The Stacks project

86.4 Right adjoint of pushforward and base change, I

Let us define the base change map between right adjoints of pushforward. Let $S$ be a scheme. Consider a cartesian diagram

86.4.0.1
\begin{equation} \label{spaces-duality-equation-base-change} \vcenter { \xymatrix{ X' \ar[r]_{g'} \ar[d]_{f'} & X \ar[d]^ f \\ Y' \ar[r]^ g & Y } } \end{equation}

where $Y'$ and $X$ are Tor independent over $Y$. Denote

\[ a : D_\mathit{QCoh}(\mathcal{O}_ Y) \to D_\mathit{QCoh}(\mathcal{O}_ X) \quad \text{and}\quad a' : D_\mathit{QCoh}(\mathcal{O}_{Y'}) \to D_\mathit{QCoh}(\mathcal{O}_{X'}) \]

the right adjoints to $Rf_*$ and $Rf'_*$ (Lemma 86.3.1). The base change map of Cohomology on Sites, Remark 21.19.3 gives a transformation of functors

\[ Lg^* \circ Rf_* \longrightarrow Rf'_* \circ L(g')^* \]

on derived categories of sheaves with quasi-coherent cohomology. Hence a transformation between the right adjoints in the opposite direction

\[ a \circ Rg_* \longleftarrow Rg'_* \circ a' \]

Lemma 86.4.1. In diagram (86.4.0.1) the map $a \circ Rg_* \leftarrow Rg'_* \circ a'$ is an isomorphism.

Proof. The base change map $Lg^* \circ Rf_* K \to Rf'_* \circ L(g')^*K$ is an isomorphism for every $K$ in $D_\mathit{QCoh}(\mathcal{O}_ X)$ by Derived Categories of Spaces, Lemma 75.20.4 (this uses the assumption of Tor independence). Thus the corresponding transformation between adjoint functors is an isomorphism as well. $\square$

Then we can consider the morphism of functors $D_\mathit{QCoh}(\mathcal{O}_ Y) \to D_\mathit{QCoh}(\mathcal{O}_{X'})$ given by the composition

86.4.1.1
\begin{equation} \label{spaces-duality-equation-base-change-map} L(g')^* \circ a \to L(g')^* \circ a \circ Rg_* \circ Lg^* \leftarrow L(g')^* \circ Rg'_* \circ a' \circ Lg^* \to a' \circ Lg^* \end{equation}

The first arrow comes from the adjunction map $\text{id} \to Rg_* Lg^*$ and the last arrow from the adjunction map $L(g')^*Rg'_* \to \text{id}$. We need the assumption on Tor independence to invert the arrow in the middle, see Lemma 86.4.1. Alternatively, we can think of (86.4.1.1) by adjointness of $L(g')^*$ and $R(g')_*$ as a natural transformation

\[ a \to a \circ Rg_* \circ Lg^* \leftarrow Rg'_* \circ a' \circ Lg^* \]

were again the second arrow is invertible. If $M \in D_\mathit{QCoh}(\mathcal{O}_ X)$ and $K \in D_\mathit{QCoh}(\mathcal{O}_ Y)$ then on Yoneda functors this map is given by

\begin{align*} \mathop{\mathrm{Hom}}\nolimits _ X(M, a(K)) & = \mathop{\mathrm{Hom}}\nolimits _ Y(Rf_*M, K) \\ & \to \mathop{\mathrm{Hom}}\nolimits _ Y(Rf_*M, Rg_* Lg^*K) \\ & = \mathop{\mathrm{Hom}}\nolimits _{Y'}(Lg^*Rf_*M, Lg^*K) \\ & \leftarrow \mathop{\mathrm{Hom}}\nolimits _{Y'}(Rf'_* L(g')^*M, Lg^*K) \\ & = \mathop{\mathrm{Hom}}\nolimits _{X'}(L(g')^*M, a'(Lg^*K)) \\ & = \mathop{\mathrm{Hom}}\nolimits _ X(M, Rg'_*a'(Lg^*K)) \end{align*}

(were the arrow pointing left is invertible by the base change theorem given in Derived Categories of Spaces, Lemma 75.20.4) which makes things a little bit more explicit.

§

WORK REQUIRED: In the base change passage, what condition is placed on $Y'$ and $X$ over $Y$ in the cartesian diagram? The items that come next are from a different source than the base change passage.

§

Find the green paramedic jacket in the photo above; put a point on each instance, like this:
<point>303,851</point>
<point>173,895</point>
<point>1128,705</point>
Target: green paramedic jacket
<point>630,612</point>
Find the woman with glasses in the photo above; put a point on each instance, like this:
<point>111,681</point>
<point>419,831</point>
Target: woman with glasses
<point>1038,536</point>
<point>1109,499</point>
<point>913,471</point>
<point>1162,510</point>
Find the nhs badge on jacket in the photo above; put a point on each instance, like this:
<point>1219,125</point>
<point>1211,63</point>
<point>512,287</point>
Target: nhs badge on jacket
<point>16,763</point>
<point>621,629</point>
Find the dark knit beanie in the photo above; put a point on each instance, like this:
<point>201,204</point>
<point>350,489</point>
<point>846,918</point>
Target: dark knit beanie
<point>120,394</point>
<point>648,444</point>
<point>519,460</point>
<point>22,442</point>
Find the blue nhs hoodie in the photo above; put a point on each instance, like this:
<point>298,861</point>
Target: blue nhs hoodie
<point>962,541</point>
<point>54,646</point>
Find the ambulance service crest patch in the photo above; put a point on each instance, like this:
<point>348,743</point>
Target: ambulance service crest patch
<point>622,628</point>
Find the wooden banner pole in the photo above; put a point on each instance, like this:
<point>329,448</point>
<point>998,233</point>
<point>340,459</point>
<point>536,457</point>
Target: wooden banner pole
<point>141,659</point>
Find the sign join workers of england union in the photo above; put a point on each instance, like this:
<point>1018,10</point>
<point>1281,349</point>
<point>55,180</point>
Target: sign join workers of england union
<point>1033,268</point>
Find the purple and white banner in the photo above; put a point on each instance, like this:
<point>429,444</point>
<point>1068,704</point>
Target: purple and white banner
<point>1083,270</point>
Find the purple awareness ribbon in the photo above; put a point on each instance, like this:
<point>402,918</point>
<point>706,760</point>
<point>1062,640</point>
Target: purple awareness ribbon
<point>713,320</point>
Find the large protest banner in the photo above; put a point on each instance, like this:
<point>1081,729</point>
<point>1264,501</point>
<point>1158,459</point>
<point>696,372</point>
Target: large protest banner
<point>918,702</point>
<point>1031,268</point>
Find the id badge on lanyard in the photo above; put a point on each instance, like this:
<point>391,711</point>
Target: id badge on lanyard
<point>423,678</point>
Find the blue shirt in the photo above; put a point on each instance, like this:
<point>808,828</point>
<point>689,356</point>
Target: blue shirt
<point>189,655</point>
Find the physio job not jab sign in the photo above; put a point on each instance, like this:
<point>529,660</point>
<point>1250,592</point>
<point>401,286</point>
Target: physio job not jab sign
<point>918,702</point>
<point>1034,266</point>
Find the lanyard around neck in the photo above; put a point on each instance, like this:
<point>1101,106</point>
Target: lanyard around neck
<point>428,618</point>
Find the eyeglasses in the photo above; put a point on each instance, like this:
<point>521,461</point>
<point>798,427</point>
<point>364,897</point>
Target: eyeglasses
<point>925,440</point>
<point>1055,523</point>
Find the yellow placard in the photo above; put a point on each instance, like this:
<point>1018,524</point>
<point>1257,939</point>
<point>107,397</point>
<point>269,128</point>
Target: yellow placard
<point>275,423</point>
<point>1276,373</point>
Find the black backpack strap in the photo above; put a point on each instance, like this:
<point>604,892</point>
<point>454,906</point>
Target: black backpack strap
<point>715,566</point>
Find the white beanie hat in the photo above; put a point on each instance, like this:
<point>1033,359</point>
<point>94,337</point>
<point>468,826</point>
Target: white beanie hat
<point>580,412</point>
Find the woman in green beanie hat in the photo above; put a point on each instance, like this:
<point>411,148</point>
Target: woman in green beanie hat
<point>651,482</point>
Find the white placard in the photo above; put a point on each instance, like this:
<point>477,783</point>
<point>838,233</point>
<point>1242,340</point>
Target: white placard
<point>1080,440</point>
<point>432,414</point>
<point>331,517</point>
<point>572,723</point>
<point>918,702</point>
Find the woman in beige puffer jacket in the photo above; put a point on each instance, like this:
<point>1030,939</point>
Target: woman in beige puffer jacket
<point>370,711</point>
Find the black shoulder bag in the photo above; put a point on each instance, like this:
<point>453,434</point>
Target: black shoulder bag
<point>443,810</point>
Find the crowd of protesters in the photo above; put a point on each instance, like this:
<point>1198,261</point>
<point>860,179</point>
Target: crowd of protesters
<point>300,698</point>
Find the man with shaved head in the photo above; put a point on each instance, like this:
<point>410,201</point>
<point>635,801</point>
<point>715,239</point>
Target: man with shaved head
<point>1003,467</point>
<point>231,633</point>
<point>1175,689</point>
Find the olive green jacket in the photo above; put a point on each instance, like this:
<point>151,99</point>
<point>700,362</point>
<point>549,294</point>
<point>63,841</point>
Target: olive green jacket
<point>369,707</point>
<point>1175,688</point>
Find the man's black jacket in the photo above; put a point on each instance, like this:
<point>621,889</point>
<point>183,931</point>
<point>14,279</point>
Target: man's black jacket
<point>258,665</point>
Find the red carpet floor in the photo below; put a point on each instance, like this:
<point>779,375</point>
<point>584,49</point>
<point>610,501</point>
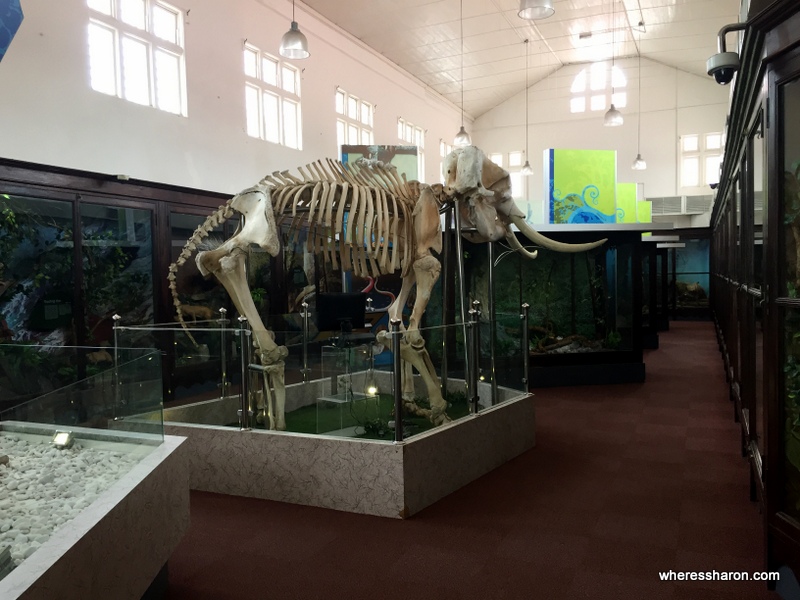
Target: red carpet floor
<point>625,481</point>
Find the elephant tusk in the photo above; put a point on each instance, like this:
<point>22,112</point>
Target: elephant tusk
<point>534,236</point>
<point>514,242</point>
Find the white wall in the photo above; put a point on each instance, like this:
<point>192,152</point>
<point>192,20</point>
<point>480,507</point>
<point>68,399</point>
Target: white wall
<point>674,103</point>
<point>50,114</point>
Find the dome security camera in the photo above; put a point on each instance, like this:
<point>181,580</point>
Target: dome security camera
<point>723,66</point>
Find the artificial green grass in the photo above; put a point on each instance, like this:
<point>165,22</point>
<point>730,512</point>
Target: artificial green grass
<point>370,416</point>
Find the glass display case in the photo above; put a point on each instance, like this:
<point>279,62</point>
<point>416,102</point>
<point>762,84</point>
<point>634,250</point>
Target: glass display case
<point>62,449</point>
<point>583,326</point>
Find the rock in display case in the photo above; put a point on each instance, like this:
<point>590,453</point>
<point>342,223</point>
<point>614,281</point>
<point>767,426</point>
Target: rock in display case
<point>78,476</point>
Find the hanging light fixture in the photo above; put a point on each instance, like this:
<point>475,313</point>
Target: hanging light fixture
<point>639,163</point>
<point>293,43</point>
<point>526,168</point>
<point>613,117</point>
<point>462,137</point>
<point>536,9</point>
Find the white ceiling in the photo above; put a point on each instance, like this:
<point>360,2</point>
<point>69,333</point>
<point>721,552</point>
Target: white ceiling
<point>424,38</point>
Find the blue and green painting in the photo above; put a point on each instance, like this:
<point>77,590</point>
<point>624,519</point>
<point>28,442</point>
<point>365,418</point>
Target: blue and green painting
<point>582,186</point>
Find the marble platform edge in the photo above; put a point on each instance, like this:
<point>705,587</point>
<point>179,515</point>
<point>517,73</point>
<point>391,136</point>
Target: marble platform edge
<point>117,545</point>
<point>361,476</point>
<point>437,465</point>
<point>373,477</point>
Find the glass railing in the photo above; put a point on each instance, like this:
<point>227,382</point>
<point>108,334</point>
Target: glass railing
<point>338,384</point>
<point>61,449</point>
<point>128,385</point>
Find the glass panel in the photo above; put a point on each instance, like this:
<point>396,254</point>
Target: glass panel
<point>168,76</point>
<point>269,71</point>
<point>102,64</point>
<point>117,269</point>
<point>692,279</point>
<point>165,24</point>
<point>252,112</point>
<point>291,124</point>
<point>135,72</point>
<point>250,63</point>
<point>101,447</point>
<point>789,186</point>
<point>133,13</point>
<point>36,272</point>
<point>272,123</point>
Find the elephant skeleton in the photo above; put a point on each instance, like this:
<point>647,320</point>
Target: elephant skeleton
<point>366,219</point>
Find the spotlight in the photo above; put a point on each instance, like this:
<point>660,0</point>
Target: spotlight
<point>62,439</point>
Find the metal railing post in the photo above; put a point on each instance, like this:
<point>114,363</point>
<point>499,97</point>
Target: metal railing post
<point>492,325</point>
<point>244,410</point>
<point>223,354</point>
<point>397,377</point>
<point>475,314</point>
<point>305,314</point>
<point>116,318</point>
<point>526,353</point>
<point>462,292</point>
<point>446,259</point>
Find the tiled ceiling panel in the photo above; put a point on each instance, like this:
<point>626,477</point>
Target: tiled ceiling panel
<point>424,38</point>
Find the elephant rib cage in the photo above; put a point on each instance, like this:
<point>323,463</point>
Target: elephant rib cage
<point>357,217</point>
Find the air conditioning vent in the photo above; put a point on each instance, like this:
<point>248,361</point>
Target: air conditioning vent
<point>697,205</point>
<point>667,205</point>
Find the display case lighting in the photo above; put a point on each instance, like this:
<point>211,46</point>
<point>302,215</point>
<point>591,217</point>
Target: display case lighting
<point>62,439</point>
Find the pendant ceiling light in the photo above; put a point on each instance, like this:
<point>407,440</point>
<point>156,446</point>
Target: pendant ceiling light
<point>639,163</point>
<point>526,168</point>
<point>536,9</point>
<point>293,43</point>
<point>613,117</point>
<point>462,137</point>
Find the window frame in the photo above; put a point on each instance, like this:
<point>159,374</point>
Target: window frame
<point>273,125</point>
<point>155,45</point>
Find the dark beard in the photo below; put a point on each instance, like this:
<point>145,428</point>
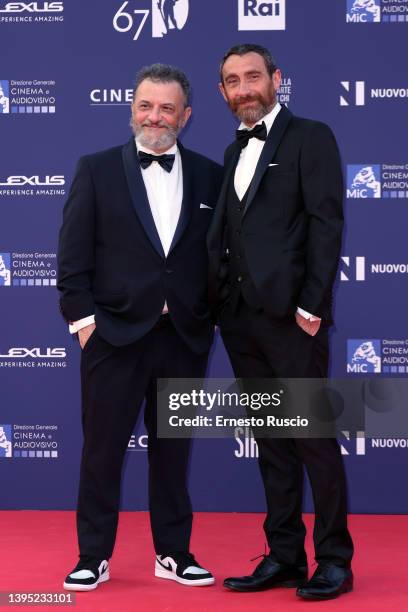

§

TASK SOLUTION: $Y'$ and $X$ are Tor independent over $Y$.